● **Written instruction**:
Continue the Halsey family history below from the point where it stops, picking up after its last sentence.

● **Selection**:

┌──

The history of the Halseys is synonymous with that of the Gaddesden Estate, the family having looked after the land since before the dissolution of the monasteries by King Henry VIII in the mid 16th century. Today the Estate is run by Nicholas and Guy Halsey.
Gaddesden Estate | Family History

The Halsey Family

  • 1300s – earliest records

    The Halsey family are recorded as living in the local area by the 1300s. The earliest legal document in the family archives dates from 1458 and records that Richard Halsey, with other parishioners, covenanted with the Prior of King’s Langley (a Dominican friary) to pay 10 shillings (50p) to the poor of Great Gaddesden, a sum believed to be still incorporated in the payment which is made annually to the Vicar.
  • 1544 – ownership after the Dissolution of the Monasteries

    By the time of Henry VIII’s Dissolution of the Monasteries (1536-1541) John Halsey was the agricultural tenant of the estate. The Prior of King’s Langley was the rector, employing a vicar to look after the parish. In 1544 John’s son, William, bought the Rectory, including the Golden Parsonage, the Home Farm and the advowson (the duty to appoint the vicar, which is still held by the family) from the Crown, which had appropriated it following the dissolution. Over the following centuries the estate grew to its present size.
  • 1588 – Armada

    The family continued to farm and grow in confidence as Tudor ‘new men’. They played their part in local affairs, and helped Hemel Hempstead to be granted its first Royal Charter by Henry VIII. During the invasion scare of 1588, caused by the Spanish Armada, William Halsey contributed – voluntarily or otherwise – £25 towards the defence of the realm.
  • 1637 – Coat of Arms

    Having married into the family of Bishop William of Wykeham, founder of Winchester and New College, Oxford, the third William Halsey felt the Halsey family had ‘arrived’. He was confident enough to apply for the grant of a Coat of Arms, regularising the arms he had been recorded as using. The Halsey Coat of Arms is described, in heraldic terms, as ‘argent on a pile sable three griffins heads erased of the field, the crest a dexter forearm proper, sleeved gules, cuffed argent holding a griffin’s claw erased or.’
  • Mid-1600s – Civil Wars 

    Being founder’s kin of William of Wykeham, John Halsey, went to school at Winchester and on to New College. Going into the law, he became a member of Lincoln’s Inn. During the Civil War (1642-1651), when King Charles I based his headquarters at Oxford, the colleges of the university were encouraged to donate their silver to the royalist cause, to be minted into shillings and half-crowns to pay the cavalier forces. Though New College largely escaped this, Parliament imposed a new Warden in 1649, the year of the King’s execution. To save it from being sequestered the College Fellows entrusted their silver to John Halsey. It was probably hidden at the Golden Parsonage, and was returned in a ‘truncke’ in 1657 when a ‘true and legall’ warden was appointed. To this day New College retains uniquely a good collection of pre-Civil War plate. As a lawyer, John Halsey acted as land agent to Lord Bridgewater at Ashridge, a neighbouring estate. He became a Master in Chancery, a junior Judge, and was knighted by King Charles II. The fine portrait bust on his memorial in Great Gaddesden Church looks benignly down upon the congregation. It is to Sir John that we owe the first map of the estate, which he surveyed in 1657, and which shows that the original Rectory lands had tripled in size over the previous century.

└──

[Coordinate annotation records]

┌──

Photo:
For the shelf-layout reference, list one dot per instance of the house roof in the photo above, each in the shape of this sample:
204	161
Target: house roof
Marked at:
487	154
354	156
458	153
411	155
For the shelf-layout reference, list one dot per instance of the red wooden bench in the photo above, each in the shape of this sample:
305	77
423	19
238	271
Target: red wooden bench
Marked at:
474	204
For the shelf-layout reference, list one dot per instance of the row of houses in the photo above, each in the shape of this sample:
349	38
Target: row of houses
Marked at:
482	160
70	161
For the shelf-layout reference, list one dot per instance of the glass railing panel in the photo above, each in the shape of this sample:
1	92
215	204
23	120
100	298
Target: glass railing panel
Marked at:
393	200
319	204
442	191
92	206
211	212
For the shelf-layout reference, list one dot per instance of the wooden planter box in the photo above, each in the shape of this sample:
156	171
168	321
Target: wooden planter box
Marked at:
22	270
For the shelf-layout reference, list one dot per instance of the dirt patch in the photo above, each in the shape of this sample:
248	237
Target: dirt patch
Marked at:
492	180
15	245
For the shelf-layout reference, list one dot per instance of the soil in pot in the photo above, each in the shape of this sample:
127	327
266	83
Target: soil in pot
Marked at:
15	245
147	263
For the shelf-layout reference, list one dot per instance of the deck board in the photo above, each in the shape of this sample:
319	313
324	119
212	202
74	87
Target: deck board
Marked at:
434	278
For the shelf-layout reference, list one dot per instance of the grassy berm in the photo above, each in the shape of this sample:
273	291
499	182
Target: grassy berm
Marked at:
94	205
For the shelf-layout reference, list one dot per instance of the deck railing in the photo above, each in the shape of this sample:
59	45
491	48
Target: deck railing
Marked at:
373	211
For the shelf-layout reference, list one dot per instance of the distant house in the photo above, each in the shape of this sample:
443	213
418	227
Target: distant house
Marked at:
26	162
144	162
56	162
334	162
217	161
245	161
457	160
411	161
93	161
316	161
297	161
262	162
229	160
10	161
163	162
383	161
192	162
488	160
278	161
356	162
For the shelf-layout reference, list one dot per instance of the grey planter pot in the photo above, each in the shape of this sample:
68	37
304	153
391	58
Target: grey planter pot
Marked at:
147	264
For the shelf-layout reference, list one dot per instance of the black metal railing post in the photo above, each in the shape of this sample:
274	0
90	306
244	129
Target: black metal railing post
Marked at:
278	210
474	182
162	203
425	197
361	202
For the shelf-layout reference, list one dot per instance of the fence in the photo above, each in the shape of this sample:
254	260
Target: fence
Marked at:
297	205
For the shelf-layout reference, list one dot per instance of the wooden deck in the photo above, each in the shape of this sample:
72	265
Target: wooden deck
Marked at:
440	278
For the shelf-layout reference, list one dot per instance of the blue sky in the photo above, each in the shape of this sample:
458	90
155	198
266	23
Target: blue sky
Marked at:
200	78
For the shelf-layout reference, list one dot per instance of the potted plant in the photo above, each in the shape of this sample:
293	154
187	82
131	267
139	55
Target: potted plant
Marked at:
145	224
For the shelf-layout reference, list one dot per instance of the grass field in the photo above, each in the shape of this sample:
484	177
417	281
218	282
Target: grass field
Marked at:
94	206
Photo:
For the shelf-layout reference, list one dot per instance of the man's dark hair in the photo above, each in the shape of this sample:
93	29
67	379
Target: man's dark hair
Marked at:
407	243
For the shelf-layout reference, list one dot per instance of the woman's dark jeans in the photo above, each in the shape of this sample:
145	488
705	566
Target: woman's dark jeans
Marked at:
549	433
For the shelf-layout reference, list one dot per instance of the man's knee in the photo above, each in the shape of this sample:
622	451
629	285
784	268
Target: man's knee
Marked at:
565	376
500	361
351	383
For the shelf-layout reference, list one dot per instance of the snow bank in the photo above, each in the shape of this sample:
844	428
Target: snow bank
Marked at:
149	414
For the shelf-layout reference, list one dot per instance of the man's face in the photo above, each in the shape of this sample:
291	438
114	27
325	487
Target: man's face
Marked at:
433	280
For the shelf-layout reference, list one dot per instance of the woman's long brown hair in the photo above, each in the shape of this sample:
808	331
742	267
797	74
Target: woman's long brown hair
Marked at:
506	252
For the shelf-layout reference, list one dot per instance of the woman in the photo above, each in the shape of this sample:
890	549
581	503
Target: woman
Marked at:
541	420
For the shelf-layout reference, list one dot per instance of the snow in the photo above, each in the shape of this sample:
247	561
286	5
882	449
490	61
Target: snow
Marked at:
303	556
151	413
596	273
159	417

└──

● **Answer to this exercise**:
  • 1688 – Glorious revolution

    In 1688 another Tom Halsey became a Member of Parliament for Hertfordshire, a position his descendants often held until 1906. Although a Tory, he supported the deposition of James II by William of Orange, and was painted twice by the Dutch artist Sir Godfrey Kneller. It is to him that the building of the Golden Parsonage, as we know it now, is credited.
    Tom married Anne, Daughter of Thomas Henshaw, Charles II’s envoy to Denmark and one of the founders of the Royal Society, who brought with her the Pulham Estate in Dorset - together with the only ‘Halsey Arms’ pub in existence - and the advowson, which still remains.
  • The Lime Avenue

    In 1717 Tom’s eldest son, Henshaw, planted the Great Lime Avenue (through part of which the Gaddesden Ride runs today); his pocket diary of that year is our earliest record of felling trees for timber.
  • 1750s – Hamburg Traders and the Seven Years War (known in the USA as the French Indian War)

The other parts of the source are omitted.